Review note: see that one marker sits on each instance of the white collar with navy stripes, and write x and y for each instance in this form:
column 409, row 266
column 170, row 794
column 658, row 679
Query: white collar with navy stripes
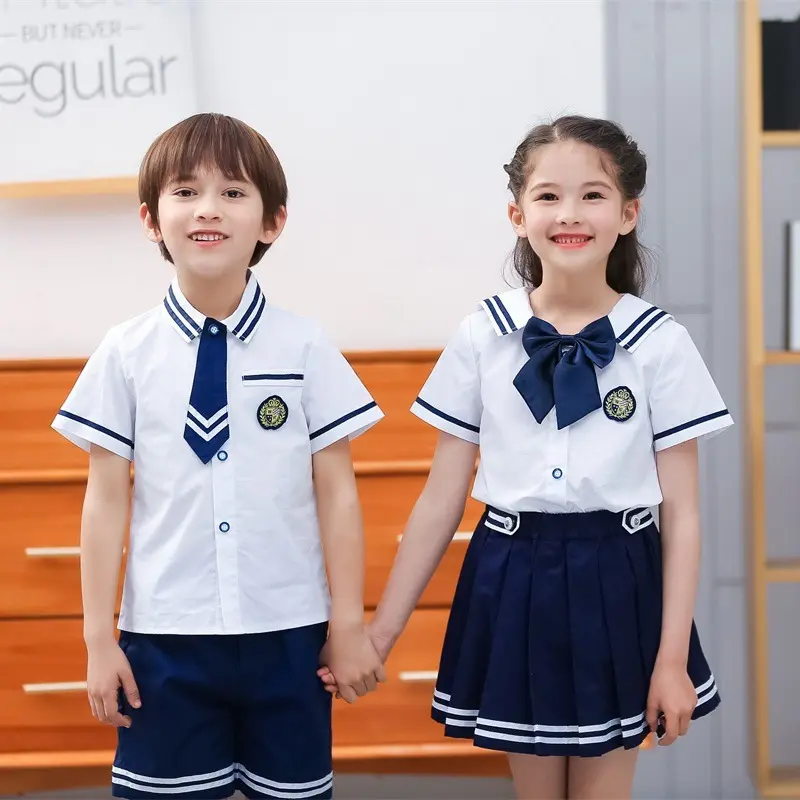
column 188, row 321
column 632, row 318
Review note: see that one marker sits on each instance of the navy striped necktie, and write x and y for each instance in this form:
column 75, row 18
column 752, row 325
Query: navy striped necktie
column 207, row 419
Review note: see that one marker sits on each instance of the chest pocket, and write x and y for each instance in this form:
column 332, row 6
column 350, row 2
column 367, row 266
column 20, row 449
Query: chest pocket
column 275, row 396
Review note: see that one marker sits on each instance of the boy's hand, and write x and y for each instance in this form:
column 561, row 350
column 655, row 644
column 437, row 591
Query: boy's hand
column 352, row 666
column 673, row 696
column 382, row 647
column 108, row 669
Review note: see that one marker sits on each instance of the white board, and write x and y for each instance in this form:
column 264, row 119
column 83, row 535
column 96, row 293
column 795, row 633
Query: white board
column 86, row 85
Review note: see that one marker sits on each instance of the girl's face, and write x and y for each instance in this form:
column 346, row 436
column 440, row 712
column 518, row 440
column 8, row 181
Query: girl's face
column 571, row 211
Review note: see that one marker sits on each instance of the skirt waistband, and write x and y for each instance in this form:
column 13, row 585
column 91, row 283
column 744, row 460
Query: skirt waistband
column 578, row 525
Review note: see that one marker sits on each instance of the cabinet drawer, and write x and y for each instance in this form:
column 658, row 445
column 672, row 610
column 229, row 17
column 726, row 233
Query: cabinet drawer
column 387, row 501
column 394, row 384
column 39, row 553
column 43, row 703
column 399, row 711
column 40, row 557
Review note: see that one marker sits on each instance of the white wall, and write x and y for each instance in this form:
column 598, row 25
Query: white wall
column 392, row 120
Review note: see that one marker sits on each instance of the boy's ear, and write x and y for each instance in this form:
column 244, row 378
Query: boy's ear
column 150, row 229
column 273, row 229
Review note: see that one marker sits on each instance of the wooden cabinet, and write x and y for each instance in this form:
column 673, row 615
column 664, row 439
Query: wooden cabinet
column 48, row 738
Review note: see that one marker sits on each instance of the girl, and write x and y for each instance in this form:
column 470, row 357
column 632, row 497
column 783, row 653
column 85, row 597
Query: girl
column 571, row 636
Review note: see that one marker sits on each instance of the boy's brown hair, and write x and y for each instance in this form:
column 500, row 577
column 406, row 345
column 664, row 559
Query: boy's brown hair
column 218, row 142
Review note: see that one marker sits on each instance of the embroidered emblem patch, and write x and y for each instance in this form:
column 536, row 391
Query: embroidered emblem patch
column 272, row 413
column 619, row 404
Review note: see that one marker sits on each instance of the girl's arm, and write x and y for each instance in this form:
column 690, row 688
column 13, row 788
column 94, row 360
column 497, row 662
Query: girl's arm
column 432, row 524
column 105, row 518
column 671, row 691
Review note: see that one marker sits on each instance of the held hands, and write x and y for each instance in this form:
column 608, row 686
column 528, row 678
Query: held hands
column 352, row 662
column 108, row 669
column 671, row 702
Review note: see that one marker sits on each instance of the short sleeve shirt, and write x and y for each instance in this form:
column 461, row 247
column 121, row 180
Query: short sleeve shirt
column 233, row 545
column 656, row 393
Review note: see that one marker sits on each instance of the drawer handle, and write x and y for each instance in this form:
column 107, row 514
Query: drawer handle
column 52, row 552
column 54, row 688
column 459, row 536
column 419, row 676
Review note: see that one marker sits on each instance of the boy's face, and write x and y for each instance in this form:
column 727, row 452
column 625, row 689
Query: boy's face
column 211, row 224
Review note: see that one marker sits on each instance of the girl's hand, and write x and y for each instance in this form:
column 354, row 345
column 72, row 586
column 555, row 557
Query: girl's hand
column 352, row 662
column 673, row 697
column 382, row 647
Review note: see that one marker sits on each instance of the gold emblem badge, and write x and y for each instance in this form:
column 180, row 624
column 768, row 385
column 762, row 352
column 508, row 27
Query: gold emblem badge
column 619, row 404
column 272, row 413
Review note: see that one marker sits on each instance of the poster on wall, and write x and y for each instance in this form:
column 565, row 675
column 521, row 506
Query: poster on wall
column 86, row 85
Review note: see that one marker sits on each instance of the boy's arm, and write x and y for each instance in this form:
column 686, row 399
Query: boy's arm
column 103, row 525
column 348, row 652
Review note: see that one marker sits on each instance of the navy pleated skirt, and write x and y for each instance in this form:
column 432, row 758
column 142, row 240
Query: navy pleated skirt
column 553, row 635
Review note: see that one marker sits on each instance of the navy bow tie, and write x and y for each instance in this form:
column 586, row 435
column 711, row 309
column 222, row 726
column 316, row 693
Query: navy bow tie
column 560, row 369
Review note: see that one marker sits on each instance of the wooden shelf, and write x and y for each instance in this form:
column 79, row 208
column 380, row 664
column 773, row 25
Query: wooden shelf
column 783, row 782
column 780, row 138
column 787, row 571
column 774, row 358
column 122, row 185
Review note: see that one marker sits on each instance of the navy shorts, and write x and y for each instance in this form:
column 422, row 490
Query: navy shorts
column 225, row 713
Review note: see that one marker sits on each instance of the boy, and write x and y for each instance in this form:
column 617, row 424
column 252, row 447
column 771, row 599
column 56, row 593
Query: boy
column 237, row 418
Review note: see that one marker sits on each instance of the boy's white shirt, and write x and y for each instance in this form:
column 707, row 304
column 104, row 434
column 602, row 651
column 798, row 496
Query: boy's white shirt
column 232, row 546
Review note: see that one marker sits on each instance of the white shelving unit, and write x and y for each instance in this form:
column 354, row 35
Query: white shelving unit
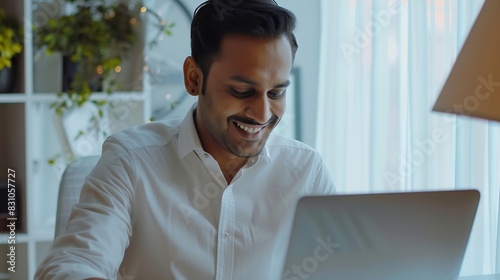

▶ [THE TASK]:
Above are the records. Copy the lines beginning at the one that has "white wall, and" and ending with the one that has "column 107, row 514", unchanged.

▶ [ANSWER BELOW]:
Review note: see that one marker sits on each instance of the white wall, and write x and y for each instance in this form:
column 598, row 25
Query: white wall
column 392, row 120
Review note: see that one marker sits on each instance of the boy's ear, and write x and y for each instance in this form:
column 244, row 378
Query: boy's ear
column 150, row 229
column 273, row 229
Review note: see that one marker sits on each instance of the wooden cabinet, and write x and y for each instance in this form:
column 673, row 615
column 664, row 439
Query: wooden cabinet
column 48, row 738
Review note: see that one marker sits on each instance of the girl, and write x and y for each instance in this form:
column 470, row 357
column 632, row 497
column 783, row 653
column 85, row 597
Query: girl
column 571, row 636
Review note: see that one marker sits on each instance of the boy's brown hair, and write x and y for each instance in this form:
column 500, row 577
column 406, row 345
column 664, row 559
Query: boy's brown hair
column 218, row 142
Review note: see that one marker sits on each instance of the embroidered emblem patch, and write x and y for each instance in this form:
column 536, row 391
Query: embroidered emblem patch
column 272, row 413
column 619, row 404
Review note: see that one marker sits on each instance of the girl's arm, and write x and y for each instance in this form:
column 690, row 688
column 13, row 788
column 94, row 360
column 497, row 662
Query: girl's arm
column 432, row 524
column 105, row 518
column 671, row 691
Review note: see that one marker sits on each instance of the held hands, and write x and y for each instance in this form:
column 608, row 686
column 528, row 678
Query: held hands
column 352, row 662
column 108, row 669
column 671, row 702
Review note: see that one marker sits on each instance of the short sleeve shirt, and write x and y for each instance in this form:
column 461, row 247
column 121, row 180
Query: short sleeve shirt
column 233, row 545
column 656, row 393
Review note: see that one marker sits on each instance of the drawer handle, and write x and y for each instance in this form:
column 107, row 514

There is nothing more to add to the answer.